-- START OF Records for processing --
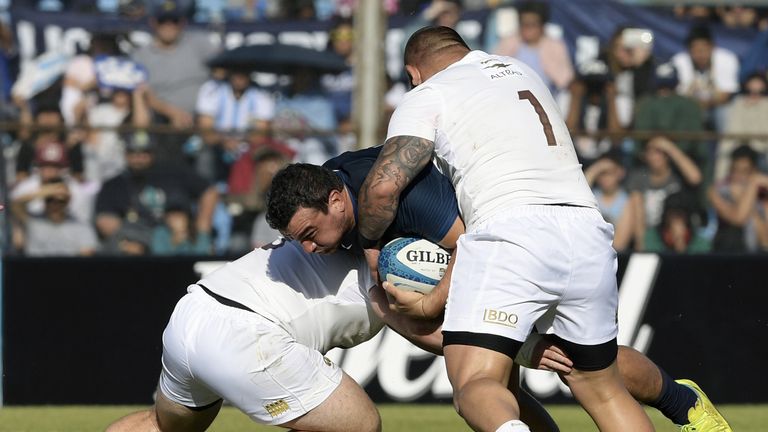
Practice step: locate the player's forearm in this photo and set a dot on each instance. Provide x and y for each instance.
(399, 162)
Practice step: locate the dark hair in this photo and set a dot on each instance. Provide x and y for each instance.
(681, 204)
(697, 32)
(538, 8)
(297, 186)
(745, 151)
(431, 40)
(754, 75)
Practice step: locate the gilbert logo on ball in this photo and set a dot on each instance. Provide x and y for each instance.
(413, 264)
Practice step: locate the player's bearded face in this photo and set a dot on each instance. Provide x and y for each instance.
(318, 232)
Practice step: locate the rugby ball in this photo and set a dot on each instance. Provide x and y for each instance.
(413, 264)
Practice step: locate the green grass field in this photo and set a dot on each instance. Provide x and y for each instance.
(397, 418)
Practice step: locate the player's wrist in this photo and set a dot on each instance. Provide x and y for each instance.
(367, 243)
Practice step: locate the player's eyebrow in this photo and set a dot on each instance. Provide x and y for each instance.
(305, 232)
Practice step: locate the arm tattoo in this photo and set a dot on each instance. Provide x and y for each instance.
(400, 160)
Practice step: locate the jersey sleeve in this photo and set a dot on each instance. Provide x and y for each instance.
(428, 207)
(417, 115)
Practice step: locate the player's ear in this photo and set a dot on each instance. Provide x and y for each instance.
(413, 74)
(335, 199)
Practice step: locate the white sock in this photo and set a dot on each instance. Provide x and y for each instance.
(513, 426)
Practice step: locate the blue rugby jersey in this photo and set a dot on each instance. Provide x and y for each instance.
(428, 206)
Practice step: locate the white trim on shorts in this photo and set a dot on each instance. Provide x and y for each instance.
(212, 351)
(514, 267)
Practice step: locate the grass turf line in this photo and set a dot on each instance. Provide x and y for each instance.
(395, 417)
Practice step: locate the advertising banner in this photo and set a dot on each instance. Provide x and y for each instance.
(88, 331)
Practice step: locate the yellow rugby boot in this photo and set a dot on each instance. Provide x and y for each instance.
(703, 417)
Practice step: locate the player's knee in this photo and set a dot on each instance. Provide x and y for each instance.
(466, 395)
(589, 357)
(370, 421)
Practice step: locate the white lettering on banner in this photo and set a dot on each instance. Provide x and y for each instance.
(388, 356)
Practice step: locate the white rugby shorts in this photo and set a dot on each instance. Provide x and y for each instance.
(212, 351)
(514, 268)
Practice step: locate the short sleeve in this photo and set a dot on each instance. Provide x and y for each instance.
(417, 115)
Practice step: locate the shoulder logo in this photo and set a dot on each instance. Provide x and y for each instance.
(277, 408)
(498, 65)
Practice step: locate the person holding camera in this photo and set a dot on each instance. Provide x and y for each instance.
(741, 203)
(54, 232)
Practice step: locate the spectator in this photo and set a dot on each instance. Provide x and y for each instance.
(546, 55)
(651, 185)
(140, 194)
(48, 122)
(441, 13)
(755, 61)
(79, 88)
(227, 109)
(747, 115)
(739, 201)
(677, 232)
(9, 62)
(666, 110)
(103, 149)
(52, 162)
(605, 177)
(739, 17)
(341, 85)
(707, 73)
(131, 239)
(55, 232)
(592, 109)
(250, 179)
(304, 118)
(176, 235)
(175, 61)
(632, 66)
(698, 12)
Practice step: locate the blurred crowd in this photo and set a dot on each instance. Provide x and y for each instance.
(168, 148)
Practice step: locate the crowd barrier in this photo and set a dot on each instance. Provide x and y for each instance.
(88, 331)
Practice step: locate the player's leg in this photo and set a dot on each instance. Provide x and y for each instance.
(479, 378)
(491, 308)
(167, 416)
(597, 385)
(585, 323)
(532, 413)
(651, 385)
(347, 409)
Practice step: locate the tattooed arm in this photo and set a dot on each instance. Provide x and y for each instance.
(400, 160)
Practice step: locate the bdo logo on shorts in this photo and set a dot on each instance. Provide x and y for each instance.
(277, 408)
(500, 317)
-- END OF Records for processing --
* What you are asked to do: From the material above, reproduce everything verbatim except the pictures.

* Task solution:
Practice step: locate the player's forearm in this photo and set a dot on each instance. Provide x and y for each instance.
(399, 162)
Practice step: locate the dark hair in this photo and set a dot on each instance. Provide x and y for each instance.
(681, 204)
(697, 32)
(538, 8)
(297, 186)
(745, 151)
(431, 40)
(754, 75)
Practice step: locate the gilbert logo on ball in this photo and set a dot on each instance. Provide x and y for each instance.
(413, 264)
Practice step: locate the player's bearded face in this photo and set a dot on each instance. Provide x and y for each instance.
(318, 232)
Practice step: locate the rugby ball in this photo and set a dot on each instance. Provide x and y for each instance.
(413, 264)
Practice step: locate the green grass field in this photo and set a dot on each instance. Provide x and y for each instance.
(397, 418)
Practice step: locate the player's wrist in this photo and set a dot on each instance. Provide x and y for each instance.
(367, 243)
Practice step: locate the player's eyebrow in this photo and set a dot on each instance. Provide x and y for each instance.
(305, 232)
Practice step: locate the arm tattoo in this photo and set a dot on each instance. Provide x and y for each instance.
(400, 160)
Practice step: locate the jersey sleeve in this photo and set a dot on each instance. Provide x and y for each instance.
(428, 207)
(417, 115)
Practice step: locate the player's ear in this photo and set a dot on each instance. Provide x and y for each instance.
(413, 74)
(335, 199)
Practice step: locate the white sock in this photo and set a dot on each instance. Provide x and y for each instance.
(513, 426)
Practice step: locate the blue rugby jersey in this photo and set a dot on each instance. Provide x and y for each instance.
(428, 206)
Practice step: locate the white trim on shorts in this photo and set a dot on each instance. Provide x and y for each instance.
(212, 351)
(514, 267)
Practice step: locate the grass turf line in this photo and set a dot on each instance. Provide x and y for each instance.
(395, 417)
Practice step: locate the advertising banner in this photo and set a dot on each instance. Provide x and y for each instance.
(88, 331)
Practice step: locate the yellow rugby boot in this photo and set a dot on each instance. Provide x and y for each instance.
(703, 417)
Practice step: locate the player's knee in this photo and set a dot on each instance. Provide x and y for each instance.
(466, 395)
(589, 357)
(370, 421)
Practice step: locate the white lettering on banner in this photo and set a dot on each instance. Provide x and y for each instance.
(388, 356)
Practice step: locate the white rugby shorts in this photo and set a dot on each instance. Provide x and y for each instance.
(212, 351)
(514, 268)
Practice step: locate the short sleeve in this photo and set a dot on each instance. Provide x and y for each instance.
(417, 115)
Practice step: locate the shoulder logo in this photo and set a dot on each instance. Provide x and y for each instance.
(277, 408)
(498, 65)
Practice step: locate the person holding camera in this photo and set a dot on each instance. Provide x and y for each instance.
(741, 203)
(54, 232)
Practice step: locate the spectator in this photo and set a dot on each instance. Provide x and y for each instance.
(546, 55)
(651, 185)
(140, 194)
(48, 122)
(441, 13)
(755, 61)
(79, 88)
(227, 109)
(747, 115)
(739, 201)
(677, 232)
(9, 62)
(666, 110)
(103, 149)
(52, 162)
(605, 177)
(739, 17)
(341, 85)
(707, 73)
(131, 239)
(55, 232)
(592, 109)
(250, 179)
(304, 118)
(176, 235)
(175, 61)
(632, 66)
(698, 12)
Practice step: locate the blurred crowd in this photo and set a dot on each instance. Provide x and y for each instance.
(168, 148)
Practice step: locate the crowd barrier in this photo and set a dot on each instance. Provide x and y for each instance.
(88, 331)
Practice step: locate the player's leg in this photo and set a dot on each instance. Provide x and y for each instance.
(479, 378)
(491, 308)
(167, 416)
(597, 385)
(585, 323)
(532, 413)
(651, 385)
(347, 409)
Practice step: locate the tattooed arm in this photo and set a dot on each instance. Provide x and y for each instance.
(400, 160)
Practice step: locate the bdo logo on shorts in this photo and set a dot on each instance. Provide x and y for each instance.
(277, 408)
(500, 317)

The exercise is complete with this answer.